= Work item =
Take the line containing "Target: hillside covered in trees" and every line after it to the end of the data, and write them out exactly as they appear.

[Point localization data]
□ □ □ □

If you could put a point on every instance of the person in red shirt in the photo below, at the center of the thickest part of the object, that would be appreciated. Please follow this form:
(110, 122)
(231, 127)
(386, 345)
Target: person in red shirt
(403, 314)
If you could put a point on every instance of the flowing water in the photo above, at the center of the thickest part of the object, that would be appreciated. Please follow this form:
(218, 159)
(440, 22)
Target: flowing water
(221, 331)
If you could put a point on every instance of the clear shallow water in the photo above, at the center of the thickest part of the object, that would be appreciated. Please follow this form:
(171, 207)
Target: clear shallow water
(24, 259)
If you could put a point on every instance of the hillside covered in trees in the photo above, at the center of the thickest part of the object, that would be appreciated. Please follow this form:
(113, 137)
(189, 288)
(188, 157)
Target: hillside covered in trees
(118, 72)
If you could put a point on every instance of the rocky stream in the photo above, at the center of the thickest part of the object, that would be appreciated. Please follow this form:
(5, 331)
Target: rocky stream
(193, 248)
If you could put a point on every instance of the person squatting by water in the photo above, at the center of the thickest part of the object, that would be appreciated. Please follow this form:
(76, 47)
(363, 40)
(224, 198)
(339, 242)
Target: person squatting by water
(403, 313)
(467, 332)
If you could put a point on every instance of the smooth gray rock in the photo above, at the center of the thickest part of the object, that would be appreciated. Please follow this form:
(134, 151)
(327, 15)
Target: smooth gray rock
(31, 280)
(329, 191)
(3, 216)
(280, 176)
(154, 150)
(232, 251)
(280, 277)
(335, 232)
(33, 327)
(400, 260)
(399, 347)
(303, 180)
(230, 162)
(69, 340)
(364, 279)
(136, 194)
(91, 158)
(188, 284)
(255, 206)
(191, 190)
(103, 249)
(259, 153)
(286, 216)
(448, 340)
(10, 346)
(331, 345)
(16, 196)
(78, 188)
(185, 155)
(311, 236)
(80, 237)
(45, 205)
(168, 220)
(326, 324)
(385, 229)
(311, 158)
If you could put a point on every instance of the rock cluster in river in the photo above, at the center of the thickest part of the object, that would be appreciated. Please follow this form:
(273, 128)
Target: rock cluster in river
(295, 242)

□ □ □ □

= Solution =
Target: hillside covered in trees
(118, 72)
If you could put a point on every instance of the rocky stream in the photo above, at the center of the thickest part of the object, that would be appreciated. Please follow this form:
(5, 331)
Target: rocky stream
(193, 248)
If you could put a point on every instance of the person squatting by water in the photo above, at the center of the thickest part of the object, that would be appreciated. Please follow this form:
(76, 47)
(363, 40)
(224, 198)
(339, 242)
Target: person squatting by water
(403, 313)
(467, 332)
If you could put a point on every instance of the smooth gray rock in the photo above, at the center of the thickest part of the object, that would be appreciated. Please follow this form:
(134, 151)
(327, 15)
Target: smooth gray rock
(31, 280)
(329, 191)
(3, 216)
(280, 176)
(154, 150)
(232, 251)
(280, 277)
(335, 232)
(33, 327)
(400, 260)
(399, 347)
(303, 180)
(230, 162)
(69, 340)
(364, 279)
(136, 194)
(91, 158)
(188, 284)
(255, 206)
(191, 190)
(103, 249)
(259, 153)
(286, 216)
(448, 340)
(10, 346)
(331, 345)
(16, 196)
(78, 188)
(185, 155)
(311, 236)
(80, 237)
(45, 205)
(168, 220)
(326, 324)
(385, 229)
(311, 158)
If you could put a point on every instance of the rock cluster in river in the photo above, at the center of the thickest part of the object, that would be appreciated. Please follow this form:
(273, 128)
Target: rock cluster in river
(295, 242)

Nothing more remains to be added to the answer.